Extrait du document:
L’origine de cette disposition, en cause dans l’arrêt Khan, remonte à l’art. 25 de l’Acte de la preuve en Canada, 1893, L.C. 1893, ch. 31. Pour la première fois dans l’histoire du Canada, le Parlement légiférait sur l’habilité des enfants à témoigner. À l’époque, toutefois, et ce jusqu’en 1987, aucune disposition législative ne traitait de l’habilité à témoigner des adultes ayant une déficience intellectuelle. L’article 25 de cette loi prévoyait ce qui suit :
25. Dans toute procédure légale où l’on offrira un jeune enfant comme témoin, et si cet enfant, de l’avis du juge, juge de paix ou autre fonctionnaire présidant, ne comprend pas la nature d’un serment, le témoignage de cet enfant pourra être reçu, bien qu’il ne soit pas rendu sous serment, si, de l’avis du juge, juge de paix ou autre fonctionnaire présidant, selon le cas, cet enfant est doué d’une intelligence suffisante pour justifier la réception de son témoignage, et s’il comprend le devoir de dire la vérité.
2. Mais aucune cause ne sera décidée sur ce témoignage seul, et il devra être corroboré par quelque autre témoignage essentiel.
Le 29 octobre 1986, le ministre de la Justice Ramon Hnatyshyn a déposé à la Chambre des communes le projet de loi C‑15, Loi modifiant le Code criminel et la Loi sur la preuve au Canada. En première lecture, l’art. 17 du projet de loi C‑15 proposait l’abrogation de l’art. 16 de la Loi sur la preuve au Canada et son remplacement par une nouvelle disposition :
17. L’article 16 de la même loi est abrogé et remplacé par ce qui suit :
« 16. (1) Avant de permettre à une personne âgée de moins de quatorze ans ou dont la capacité mentale est mise en question de témoigner, le tribunal procède à une enquête visant à déterminer si :
a) d’une part, celle‑ci comprend la nature du serment ou de l’affirmation solennelle;
b) d’autre part, celle‑ci est suffisamment intelligente pour que le recueil de son témoignage soit justifié.
(2) La personne visée au paragraphe (1) qui comprend la nature du serment ou de l’affirmation solennelle et qui est suffisamment intelligente pour que le recueil de son témoignage soit justifié témoigne sous serment ou affirmation solennelle.
(3) La personne visée au paragraphe (1) qui, sans comprendre la nature du serment ou de l’affirmation solennelle, est suffisamment intelligente pour que le recueil de son témoignage soit justifié peut témoigner sur promesse de dire la vérité.
(4) La personne visée au paragraphe (1) qui ne comprend pas la nature du serment ou de l’affirmation solennelle et qui n’est pas suffisamment intelligente pour que le recueil de son témoignage soit justifié ne peut témoigner.
(5) La partie qui met en question la capacité mentale d’un éventuel témoin âgé d’au moins quatorze ans doit convaincre le tribunal qu’il existe des motifs de douter de la capacité de ce témoin de comprendre la nature du serment ou de l’affirmation solennelle. »

Exercice court 1: Comptez les lignes des entrées qui contiennent la chaîne « lamp », en tenant compte de la casse, et donnez seulement ce nombre.
L'extrait et les entrées n'ont aucun lien entre eux.

Données enregistrées:
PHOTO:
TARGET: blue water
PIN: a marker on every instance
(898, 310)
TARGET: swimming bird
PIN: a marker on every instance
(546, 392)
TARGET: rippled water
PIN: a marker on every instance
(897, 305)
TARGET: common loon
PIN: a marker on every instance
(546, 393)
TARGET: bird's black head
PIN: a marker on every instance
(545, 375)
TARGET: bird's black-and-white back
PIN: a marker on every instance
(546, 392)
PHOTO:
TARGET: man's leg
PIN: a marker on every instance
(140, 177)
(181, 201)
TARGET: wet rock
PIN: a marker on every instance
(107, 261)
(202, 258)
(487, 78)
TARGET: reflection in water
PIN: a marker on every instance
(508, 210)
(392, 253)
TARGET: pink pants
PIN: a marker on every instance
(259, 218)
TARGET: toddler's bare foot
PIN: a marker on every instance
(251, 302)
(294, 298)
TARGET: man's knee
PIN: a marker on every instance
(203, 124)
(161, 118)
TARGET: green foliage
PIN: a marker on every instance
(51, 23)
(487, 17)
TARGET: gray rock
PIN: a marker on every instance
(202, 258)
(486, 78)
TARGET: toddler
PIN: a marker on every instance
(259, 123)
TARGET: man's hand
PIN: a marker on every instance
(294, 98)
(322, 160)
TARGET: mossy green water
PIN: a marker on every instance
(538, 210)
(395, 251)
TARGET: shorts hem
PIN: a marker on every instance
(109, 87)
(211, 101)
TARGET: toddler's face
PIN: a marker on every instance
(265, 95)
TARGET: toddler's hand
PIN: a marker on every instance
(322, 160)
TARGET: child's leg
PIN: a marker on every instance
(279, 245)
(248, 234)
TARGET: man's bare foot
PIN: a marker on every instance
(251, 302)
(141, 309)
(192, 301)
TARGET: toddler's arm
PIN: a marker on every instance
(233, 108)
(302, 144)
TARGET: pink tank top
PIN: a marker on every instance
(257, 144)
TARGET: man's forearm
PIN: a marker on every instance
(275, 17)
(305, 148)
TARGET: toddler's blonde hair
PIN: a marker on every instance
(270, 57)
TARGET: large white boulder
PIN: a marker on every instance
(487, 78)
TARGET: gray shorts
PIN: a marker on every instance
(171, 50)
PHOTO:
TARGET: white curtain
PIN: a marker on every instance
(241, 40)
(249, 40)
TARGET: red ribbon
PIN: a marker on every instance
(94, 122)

---

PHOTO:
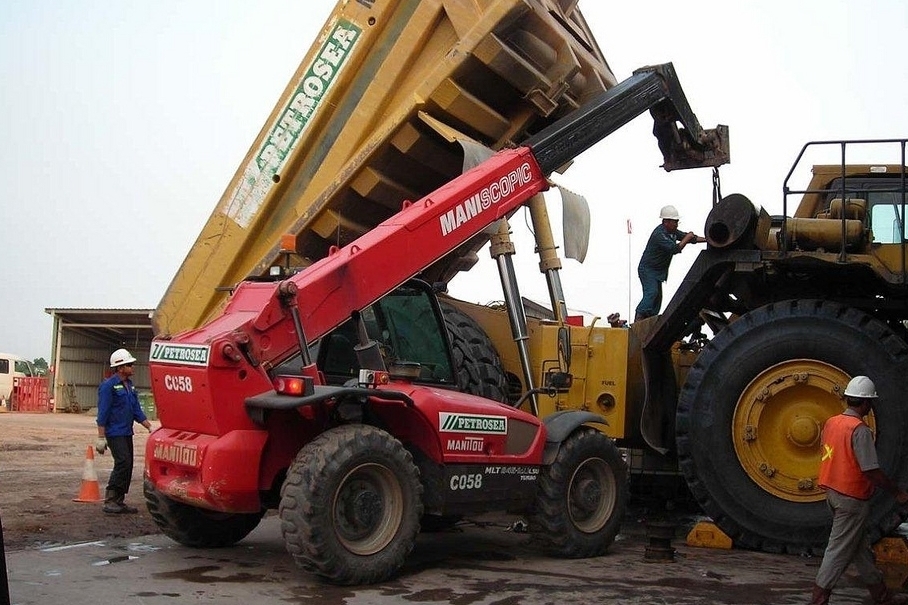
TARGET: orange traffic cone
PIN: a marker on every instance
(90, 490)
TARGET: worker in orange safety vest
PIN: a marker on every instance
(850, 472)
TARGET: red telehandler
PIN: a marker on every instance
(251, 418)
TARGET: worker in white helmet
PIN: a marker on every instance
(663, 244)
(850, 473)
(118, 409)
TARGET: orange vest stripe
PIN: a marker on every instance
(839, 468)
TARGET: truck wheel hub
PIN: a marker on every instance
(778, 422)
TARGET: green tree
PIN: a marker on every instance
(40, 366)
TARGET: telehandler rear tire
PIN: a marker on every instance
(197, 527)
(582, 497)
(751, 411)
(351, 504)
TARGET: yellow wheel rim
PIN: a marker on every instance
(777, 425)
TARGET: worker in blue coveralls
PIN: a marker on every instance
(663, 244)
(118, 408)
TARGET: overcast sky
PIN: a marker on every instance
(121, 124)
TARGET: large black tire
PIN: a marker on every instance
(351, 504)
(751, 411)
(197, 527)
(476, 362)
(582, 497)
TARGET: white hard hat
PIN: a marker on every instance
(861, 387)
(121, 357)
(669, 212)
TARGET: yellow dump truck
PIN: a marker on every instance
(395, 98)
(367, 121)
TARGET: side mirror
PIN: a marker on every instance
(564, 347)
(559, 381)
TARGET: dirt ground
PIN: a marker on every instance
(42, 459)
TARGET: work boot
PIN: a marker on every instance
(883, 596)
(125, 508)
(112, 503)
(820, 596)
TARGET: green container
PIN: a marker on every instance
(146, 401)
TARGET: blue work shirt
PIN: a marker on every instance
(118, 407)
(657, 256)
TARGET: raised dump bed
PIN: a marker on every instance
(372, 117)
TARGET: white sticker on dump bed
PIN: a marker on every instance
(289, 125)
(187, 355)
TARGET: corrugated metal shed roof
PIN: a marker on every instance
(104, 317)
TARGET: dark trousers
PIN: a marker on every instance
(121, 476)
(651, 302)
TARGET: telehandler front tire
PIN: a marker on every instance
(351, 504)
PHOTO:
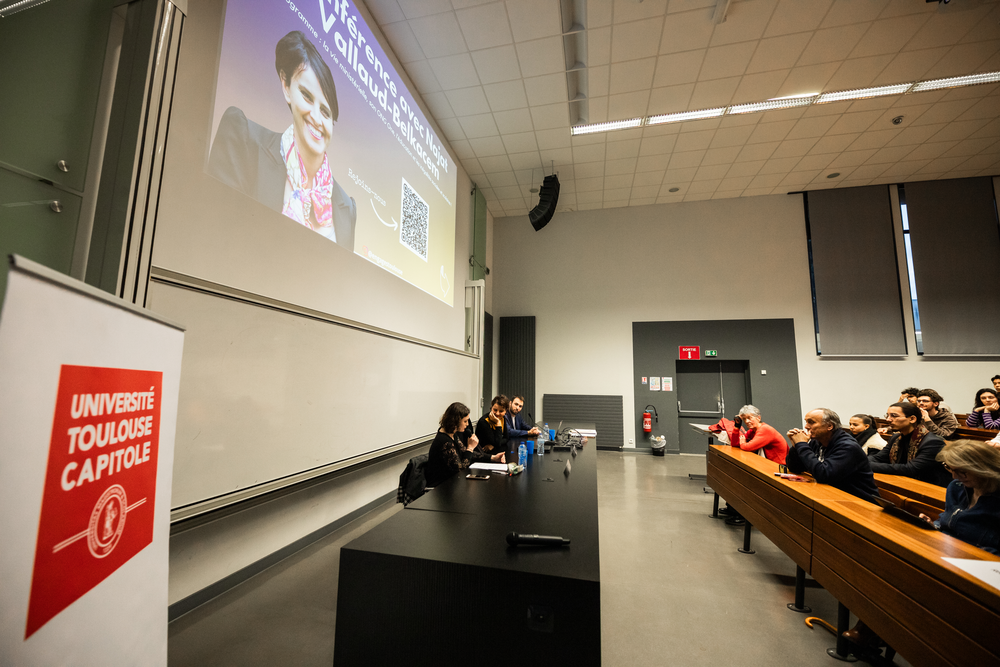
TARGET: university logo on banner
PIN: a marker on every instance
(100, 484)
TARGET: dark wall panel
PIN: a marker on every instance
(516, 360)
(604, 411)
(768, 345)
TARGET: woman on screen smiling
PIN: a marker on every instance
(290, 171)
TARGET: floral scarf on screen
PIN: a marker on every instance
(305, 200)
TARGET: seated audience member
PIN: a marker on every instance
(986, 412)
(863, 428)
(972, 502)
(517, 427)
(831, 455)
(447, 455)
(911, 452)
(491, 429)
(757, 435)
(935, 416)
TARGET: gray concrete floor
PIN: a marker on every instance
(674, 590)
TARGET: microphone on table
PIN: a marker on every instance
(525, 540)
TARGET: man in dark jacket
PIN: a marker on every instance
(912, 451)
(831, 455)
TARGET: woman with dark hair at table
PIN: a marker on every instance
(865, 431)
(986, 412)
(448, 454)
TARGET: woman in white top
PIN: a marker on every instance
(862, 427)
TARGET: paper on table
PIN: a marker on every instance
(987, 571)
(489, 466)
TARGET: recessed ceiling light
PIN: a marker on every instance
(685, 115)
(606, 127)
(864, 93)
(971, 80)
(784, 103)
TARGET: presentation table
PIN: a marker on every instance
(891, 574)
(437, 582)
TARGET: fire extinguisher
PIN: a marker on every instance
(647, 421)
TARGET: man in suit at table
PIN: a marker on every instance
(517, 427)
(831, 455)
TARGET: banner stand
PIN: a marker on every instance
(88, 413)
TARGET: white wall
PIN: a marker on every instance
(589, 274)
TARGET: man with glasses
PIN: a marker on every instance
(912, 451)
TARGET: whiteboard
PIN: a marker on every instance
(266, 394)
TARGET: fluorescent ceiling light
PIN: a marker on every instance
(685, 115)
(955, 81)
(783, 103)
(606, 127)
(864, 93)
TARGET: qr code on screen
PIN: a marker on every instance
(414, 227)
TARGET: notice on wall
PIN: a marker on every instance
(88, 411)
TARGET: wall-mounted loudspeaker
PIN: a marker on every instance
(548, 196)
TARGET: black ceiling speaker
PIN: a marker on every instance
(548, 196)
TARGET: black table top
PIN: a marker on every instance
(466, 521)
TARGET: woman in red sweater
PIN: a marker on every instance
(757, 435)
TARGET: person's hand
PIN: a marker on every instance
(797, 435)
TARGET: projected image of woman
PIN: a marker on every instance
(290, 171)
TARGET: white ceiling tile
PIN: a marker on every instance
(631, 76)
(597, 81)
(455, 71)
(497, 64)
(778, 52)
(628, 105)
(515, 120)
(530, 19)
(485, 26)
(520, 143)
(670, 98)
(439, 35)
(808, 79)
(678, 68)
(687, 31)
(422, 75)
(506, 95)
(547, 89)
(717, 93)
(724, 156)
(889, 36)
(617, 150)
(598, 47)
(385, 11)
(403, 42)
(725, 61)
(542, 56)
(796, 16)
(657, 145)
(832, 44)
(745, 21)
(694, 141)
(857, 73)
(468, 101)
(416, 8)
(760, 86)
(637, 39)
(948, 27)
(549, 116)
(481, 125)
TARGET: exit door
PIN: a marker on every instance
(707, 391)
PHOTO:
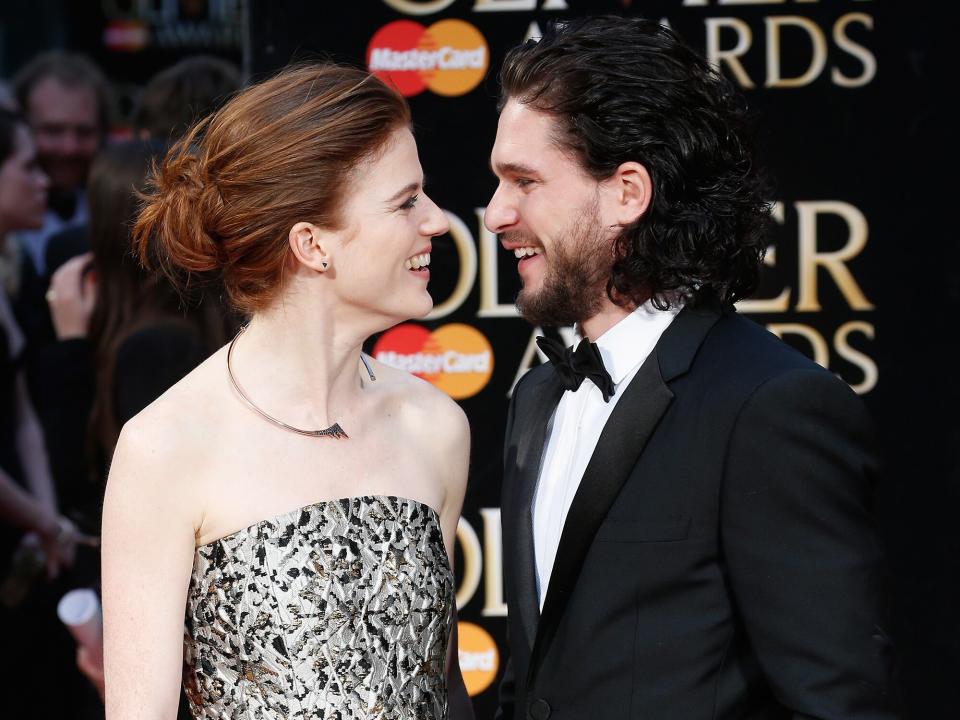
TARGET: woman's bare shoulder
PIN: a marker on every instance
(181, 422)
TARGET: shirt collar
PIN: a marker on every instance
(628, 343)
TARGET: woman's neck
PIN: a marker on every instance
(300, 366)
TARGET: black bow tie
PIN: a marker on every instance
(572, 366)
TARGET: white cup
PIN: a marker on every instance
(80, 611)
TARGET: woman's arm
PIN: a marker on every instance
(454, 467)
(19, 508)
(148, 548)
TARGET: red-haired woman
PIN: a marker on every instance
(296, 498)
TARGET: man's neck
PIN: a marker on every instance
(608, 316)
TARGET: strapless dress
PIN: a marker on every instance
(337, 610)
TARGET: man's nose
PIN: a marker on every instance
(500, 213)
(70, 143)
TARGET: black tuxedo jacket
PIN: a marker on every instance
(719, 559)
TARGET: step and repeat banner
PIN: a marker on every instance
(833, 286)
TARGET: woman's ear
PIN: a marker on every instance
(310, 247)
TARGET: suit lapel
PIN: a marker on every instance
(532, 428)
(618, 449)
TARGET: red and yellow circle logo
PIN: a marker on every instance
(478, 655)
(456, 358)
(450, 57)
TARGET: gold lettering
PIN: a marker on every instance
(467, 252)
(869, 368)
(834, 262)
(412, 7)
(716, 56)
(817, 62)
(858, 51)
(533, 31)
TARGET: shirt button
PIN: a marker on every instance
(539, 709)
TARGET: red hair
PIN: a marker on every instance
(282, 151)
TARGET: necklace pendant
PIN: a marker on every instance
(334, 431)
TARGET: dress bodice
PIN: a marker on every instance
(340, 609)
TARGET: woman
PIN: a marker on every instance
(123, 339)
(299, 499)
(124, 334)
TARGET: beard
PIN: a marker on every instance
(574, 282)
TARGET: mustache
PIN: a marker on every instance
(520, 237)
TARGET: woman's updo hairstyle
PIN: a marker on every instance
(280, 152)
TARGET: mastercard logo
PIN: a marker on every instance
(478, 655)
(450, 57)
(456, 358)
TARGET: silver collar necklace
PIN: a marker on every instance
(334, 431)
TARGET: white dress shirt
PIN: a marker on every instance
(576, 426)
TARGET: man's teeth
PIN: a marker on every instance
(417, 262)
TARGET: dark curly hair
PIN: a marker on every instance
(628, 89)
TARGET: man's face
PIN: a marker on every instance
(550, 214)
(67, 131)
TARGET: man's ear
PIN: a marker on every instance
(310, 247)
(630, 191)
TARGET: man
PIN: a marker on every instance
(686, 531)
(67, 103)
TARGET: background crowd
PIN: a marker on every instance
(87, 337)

==

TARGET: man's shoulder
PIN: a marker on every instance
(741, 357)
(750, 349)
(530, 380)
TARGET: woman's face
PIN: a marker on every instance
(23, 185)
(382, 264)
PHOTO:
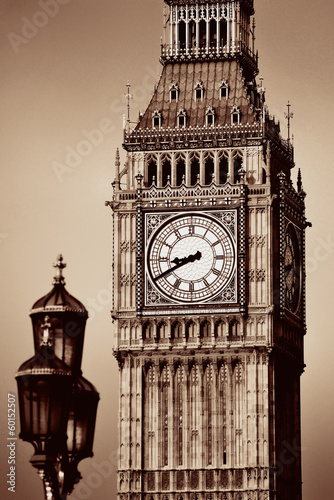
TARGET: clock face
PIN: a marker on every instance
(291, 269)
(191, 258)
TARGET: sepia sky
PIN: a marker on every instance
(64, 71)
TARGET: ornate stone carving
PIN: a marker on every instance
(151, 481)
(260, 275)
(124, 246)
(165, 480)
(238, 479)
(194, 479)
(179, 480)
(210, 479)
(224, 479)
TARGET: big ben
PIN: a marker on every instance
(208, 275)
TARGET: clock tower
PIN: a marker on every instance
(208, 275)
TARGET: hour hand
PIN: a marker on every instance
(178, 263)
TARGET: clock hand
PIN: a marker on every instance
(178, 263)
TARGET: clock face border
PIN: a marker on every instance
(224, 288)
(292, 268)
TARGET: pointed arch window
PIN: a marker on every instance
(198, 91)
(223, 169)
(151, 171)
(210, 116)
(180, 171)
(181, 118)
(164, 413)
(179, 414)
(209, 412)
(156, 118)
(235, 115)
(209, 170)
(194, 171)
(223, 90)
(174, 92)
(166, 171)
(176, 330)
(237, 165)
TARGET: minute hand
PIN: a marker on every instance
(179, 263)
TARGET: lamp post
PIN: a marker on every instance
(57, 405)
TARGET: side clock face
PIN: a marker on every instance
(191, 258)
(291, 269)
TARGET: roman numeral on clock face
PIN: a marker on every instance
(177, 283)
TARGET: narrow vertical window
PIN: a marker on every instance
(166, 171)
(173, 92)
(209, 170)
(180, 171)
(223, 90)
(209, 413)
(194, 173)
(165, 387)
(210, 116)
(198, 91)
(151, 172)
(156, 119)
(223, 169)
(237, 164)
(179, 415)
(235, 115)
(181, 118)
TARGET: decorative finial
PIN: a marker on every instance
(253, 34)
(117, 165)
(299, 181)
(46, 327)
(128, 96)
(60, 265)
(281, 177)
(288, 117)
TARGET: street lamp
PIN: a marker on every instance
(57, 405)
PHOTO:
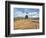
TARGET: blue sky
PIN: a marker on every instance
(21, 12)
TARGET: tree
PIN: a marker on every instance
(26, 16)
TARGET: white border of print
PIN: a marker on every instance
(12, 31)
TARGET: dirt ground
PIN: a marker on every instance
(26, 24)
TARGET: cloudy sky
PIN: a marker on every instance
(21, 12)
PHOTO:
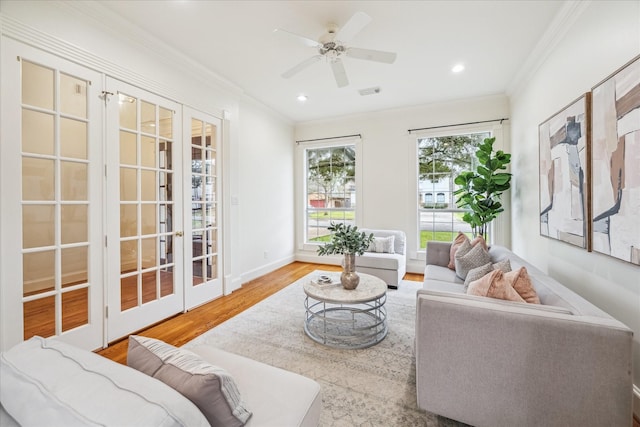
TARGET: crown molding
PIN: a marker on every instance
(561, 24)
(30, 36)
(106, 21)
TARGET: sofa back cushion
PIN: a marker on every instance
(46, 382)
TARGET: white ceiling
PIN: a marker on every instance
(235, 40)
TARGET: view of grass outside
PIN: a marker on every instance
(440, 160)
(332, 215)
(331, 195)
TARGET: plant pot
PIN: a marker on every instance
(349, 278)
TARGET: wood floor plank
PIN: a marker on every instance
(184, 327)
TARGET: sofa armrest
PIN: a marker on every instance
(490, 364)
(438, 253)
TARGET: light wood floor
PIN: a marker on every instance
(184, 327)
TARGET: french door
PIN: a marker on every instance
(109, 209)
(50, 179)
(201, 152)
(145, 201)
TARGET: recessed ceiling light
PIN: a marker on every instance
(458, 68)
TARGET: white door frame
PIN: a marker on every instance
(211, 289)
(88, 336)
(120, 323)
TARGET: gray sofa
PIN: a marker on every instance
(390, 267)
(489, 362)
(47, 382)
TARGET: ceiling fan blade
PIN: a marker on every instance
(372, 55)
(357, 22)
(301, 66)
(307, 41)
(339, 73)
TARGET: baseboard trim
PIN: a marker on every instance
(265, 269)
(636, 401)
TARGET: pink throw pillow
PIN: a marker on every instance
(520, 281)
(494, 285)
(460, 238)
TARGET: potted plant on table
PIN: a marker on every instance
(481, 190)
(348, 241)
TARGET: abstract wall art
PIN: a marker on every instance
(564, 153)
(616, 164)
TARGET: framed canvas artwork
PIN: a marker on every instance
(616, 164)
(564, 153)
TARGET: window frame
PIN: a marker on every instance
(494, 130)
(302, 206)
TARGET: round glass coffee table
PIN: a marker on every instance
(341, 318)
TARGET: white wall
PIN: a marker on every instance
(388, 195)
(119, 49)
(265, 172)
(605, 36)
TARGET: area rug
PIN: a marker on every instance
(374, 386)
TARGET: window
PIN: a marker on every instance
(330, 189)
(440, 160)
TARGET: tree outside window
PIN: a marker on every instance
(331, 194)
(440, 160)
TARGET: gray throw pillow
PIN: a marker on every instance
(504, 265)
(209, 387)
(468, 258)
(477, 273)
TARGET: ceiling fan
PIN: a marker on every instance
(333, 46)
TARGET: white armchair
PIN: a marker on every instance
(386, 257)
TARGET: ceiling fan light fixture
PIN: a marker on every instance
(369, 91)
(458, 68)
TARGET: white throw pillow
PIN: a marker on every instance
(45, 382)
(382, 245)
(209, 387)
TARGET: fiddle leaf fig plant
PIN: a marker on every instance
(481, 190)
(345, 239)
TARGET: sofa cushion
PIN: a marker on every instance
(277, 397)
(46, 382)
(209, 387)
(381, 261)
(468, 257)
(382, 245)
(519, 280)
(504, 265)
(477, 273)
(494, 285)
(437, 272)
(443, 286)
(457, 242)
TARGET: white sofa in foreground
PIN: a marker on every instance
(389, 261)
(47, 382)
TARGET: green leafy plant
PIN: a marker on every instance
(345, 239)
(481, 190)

Exercice court 2: Recopiez l'extrait entre « (2) La personne » et « ou affirmation solennelle. », ces deux passages inclus, en substituant « déclaration solennelle » à « affirmation solennelle ».

Réponse correcte 1: 2

Réponse correcte 2:
(2) La personne visée au paragraphe (1) qui comprend la nature du serment ou de l’déclaration solennelle et qui est suffisamment intelligente pour que le recueil de son témoignage soit justifié témoigne sous serment ou déclaration solennelle.